- **Problem requirements**:
Would you transcribe word for word every line from the one containing "Note to the class: identify the stem" to the end of the data, both ends included, and leave out the rest?

(Dataset entries)
--- --- ---
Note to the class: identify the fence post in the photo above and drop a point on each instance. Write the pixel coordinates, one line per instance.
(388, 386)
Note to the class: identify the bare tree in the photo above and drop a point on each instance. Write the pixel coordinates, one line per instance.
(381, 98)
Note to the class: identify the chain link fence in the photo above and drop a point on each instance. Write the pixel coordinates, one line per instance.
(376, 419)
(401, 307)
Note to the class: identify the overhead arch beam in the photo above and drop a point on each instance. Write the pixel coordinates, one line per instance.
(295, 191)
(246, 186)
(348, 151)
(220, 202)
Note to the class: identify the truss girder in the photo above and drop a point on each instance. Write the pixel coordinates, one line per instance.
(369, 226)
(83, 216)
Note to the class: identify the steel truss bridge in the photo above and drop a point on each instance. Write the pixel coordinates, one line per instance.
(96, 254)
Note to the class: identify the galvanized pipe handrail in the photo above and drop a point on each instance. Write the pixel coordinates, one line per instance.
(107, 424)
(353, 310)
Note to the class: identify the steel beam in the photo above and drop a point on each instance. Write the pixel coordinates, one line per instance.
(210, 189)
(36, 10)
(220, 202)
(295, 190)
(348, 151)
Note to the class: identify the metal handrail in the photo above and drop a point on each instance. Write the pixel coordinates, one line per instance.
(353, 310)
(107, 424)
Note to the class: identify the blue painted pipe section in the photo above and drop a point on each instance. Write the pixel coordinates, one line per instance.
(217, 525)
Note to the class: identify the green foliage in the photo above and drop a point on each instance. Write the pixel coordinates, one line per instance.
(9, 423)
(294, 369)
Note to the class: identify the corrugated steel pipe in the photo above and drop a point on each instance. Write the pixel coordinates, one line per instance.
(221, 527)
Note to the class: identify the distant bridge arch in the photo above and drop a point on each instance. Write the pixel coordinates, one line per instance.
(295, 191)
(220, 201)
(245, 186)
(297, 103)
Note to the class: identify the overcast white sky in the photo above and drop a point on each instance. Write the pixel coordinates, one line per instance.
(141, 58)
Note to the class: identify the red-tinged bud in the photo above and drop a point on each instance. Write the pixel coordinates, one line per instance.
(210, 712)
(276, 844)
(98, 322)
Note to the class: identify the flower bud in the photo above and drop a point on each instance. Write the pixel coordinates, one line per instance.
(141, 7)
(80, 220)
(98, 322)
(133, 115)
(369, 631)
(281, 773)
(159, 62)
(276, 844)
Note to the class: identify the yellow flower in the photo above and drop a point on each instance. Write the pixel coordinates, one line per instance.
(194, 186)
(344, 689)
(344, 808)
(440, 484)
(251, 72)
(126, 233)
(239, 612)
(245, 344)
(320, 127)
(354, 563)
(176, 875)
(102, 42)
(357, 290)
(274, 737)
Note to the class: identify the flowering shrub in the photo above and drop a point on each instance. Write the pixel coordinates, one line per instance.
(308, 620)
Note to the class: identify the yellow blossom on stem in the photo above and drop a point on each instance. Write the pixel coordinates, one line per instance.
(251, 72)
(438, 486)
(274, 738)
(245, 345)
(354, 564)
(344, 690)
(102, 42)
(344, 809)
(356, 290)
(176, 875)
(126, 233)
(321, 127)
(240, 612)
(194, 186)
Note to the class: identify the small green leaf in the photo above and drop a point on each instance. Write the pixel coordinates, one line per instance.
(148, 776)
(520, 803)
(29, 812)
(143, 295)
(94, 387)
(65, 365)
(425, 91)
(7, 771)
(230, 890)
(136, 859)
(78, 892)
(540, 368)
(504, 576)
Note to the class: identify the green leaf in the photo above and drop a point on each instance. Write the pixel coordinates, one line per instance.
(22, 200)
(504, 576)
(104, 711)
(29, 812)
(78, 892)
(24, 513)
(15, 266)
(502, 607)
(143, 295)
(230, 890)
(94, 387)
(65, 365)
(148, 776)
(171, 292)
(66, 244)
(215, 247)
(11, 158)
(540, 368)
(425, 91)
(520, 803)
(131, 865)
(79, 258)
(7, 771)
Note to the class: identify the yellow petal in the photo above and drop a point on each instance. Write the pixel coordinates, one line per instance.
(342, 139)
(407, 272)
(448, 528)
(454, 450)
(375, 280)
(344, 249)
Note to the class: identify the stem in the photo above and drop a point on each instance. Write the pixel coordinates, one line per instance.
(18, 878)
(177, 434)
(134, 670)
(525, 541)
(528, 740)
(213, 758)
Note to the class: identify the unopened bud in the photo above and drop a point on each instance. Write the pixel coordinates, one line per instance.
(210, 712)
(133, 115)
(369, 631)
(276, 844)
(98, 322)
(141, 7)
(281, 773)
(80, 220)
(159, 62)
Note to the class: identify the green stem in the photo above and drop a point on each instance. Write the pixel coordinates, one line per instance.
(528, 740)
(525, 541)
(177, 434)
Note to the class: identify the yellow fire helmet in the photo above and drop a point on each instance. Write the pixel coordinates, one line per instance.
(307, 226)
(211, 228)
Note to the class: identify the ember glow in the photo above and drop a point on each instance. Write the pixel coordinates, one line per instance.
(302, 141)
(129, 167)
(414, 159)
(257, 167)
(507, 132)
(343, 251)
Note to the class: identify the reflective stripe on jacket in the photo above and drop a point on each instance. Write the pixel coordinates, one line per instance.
--- --- ---
- **Answer for this exercise**:
Note to the class: identify the stem in the photo above and drop a point on each instance. Write the pixel coordinates, one line per instance.
(18, 878)
(177, 434)
(134, 670)
(525, 541)
(528, 740)
(213, 758)
Note to the class: identify the unopened bud in the photo above and drop a point on each instance. Write the pixel coordinates, one line per instance.
(210, 712)
(133, 115)
(369, 631)
(276, 844)
(98, 322)
(141, 7)
(281, 773)
(80, 220)
(159, 62)
Note to the class: identify the green stem in the photo above and drop a point on each instance. Write the pixel coordinates, one line per instance.
(528, 740)
(525, 541)
(177, 434)
Note to the class: identify the yellow fire helmet in the photo above and drop a point on each instance. Write the pixel coordinates, one line per instance.
(307, 226)
(211, 228)
Note to the class: identify the ember glow in the photo above and drop a point on each instance. Write the pixel coordinates, one line per instance.
(302, 141)
(129, 167)
(414, 159)
(257, 167)
(507, 132)
(343, 251)
Note to the class: identify the reflective stripe on jacket in the photo above and drop a point on each instance. Write the pixel coordinates, one line per instance.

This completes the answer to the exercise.